_Exercise instructions_
Convert every line of the data below into a JSON list of strings, one string per line, skipping blank lines. Leave the pictures out of the answer.

[Region annotation entries]

☆ ☆ ☆

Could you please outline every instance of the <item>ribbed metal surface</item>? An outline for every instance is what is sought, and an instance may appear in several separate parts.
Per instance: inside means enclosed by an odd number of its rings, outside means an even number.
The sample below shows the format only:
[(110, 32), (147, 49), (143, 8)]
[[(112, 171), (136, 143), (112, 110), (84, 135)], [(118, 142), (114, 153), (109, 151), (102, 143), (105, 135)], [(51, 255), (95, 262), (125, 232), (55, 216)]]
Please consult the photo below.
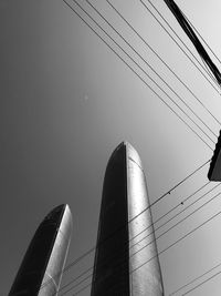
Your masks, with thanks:
[[(92, 296), (164, 295), (150, 208), (136, 217), (148, 206), (139, 155), (123, 142), (105, 173)], [(138, 235), (144, 228), (147, 231)]]
[(9, 296), (57, 295), (71, 233), (71, 211), (67, 205), (60, 205), (36, 229)]
[[(129, 143), (125, 145), (128, 220), (131, 221), (128, 227), (130, 295), (162, 296), (162, 279), (145, 174), (138, 153)], [(139, 215), (140, 213), (143, 214)]]
[(104, 178), (92, 296), (129, 296), (126, 204), (126, 151), (119, 145)]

☆ ☆ ☆

_Result of the task_
[
  "Could you please outline every instance of the <item>ribbed metal surface</item>? An outline for every instance is what is sought, and an instance may appear in several separate parts.",
  "Per instance: inside means enclosed by an odd number of its rings, outside means an even number.",
  "The sample below shows the format only:",
  "[(110, 32), (147, 49), (143, 8)]",
  "[[(112, 171), (136, 143), (112, 110), (84, 135)], [(118, 142), (114, 153), (109, 151), (102, 143), (105, 135)], [(51, 255), (95, 262), (125, 232), (55, 216)]]",
  "Please consult the photo below.",
  "Your masks, with thanks:",
  "[[(92, 296), (164, 295), (150, 208), (136, 217), (148, 206), (139, 155), (123, 142), (105, 173)], [(138, 235), (144, 228), (147, 231)]]",
  "[(9, 296), (57, 295), (71, 233), (71, 211), (67, 205), (60, 205), (36, 229)]",
  "[[(129, 143), (125, 145), (128, 220), (131, 221), (128, 227), (130, 295), (162, 296), (162, 279), (145, 174), (138, 153)], [(139, 215), (140, 213), (143, 214)]]",
  "[(104, 178), (92, 296), (129, 296), (126, 204), (126, 151), (119, 145)]"
]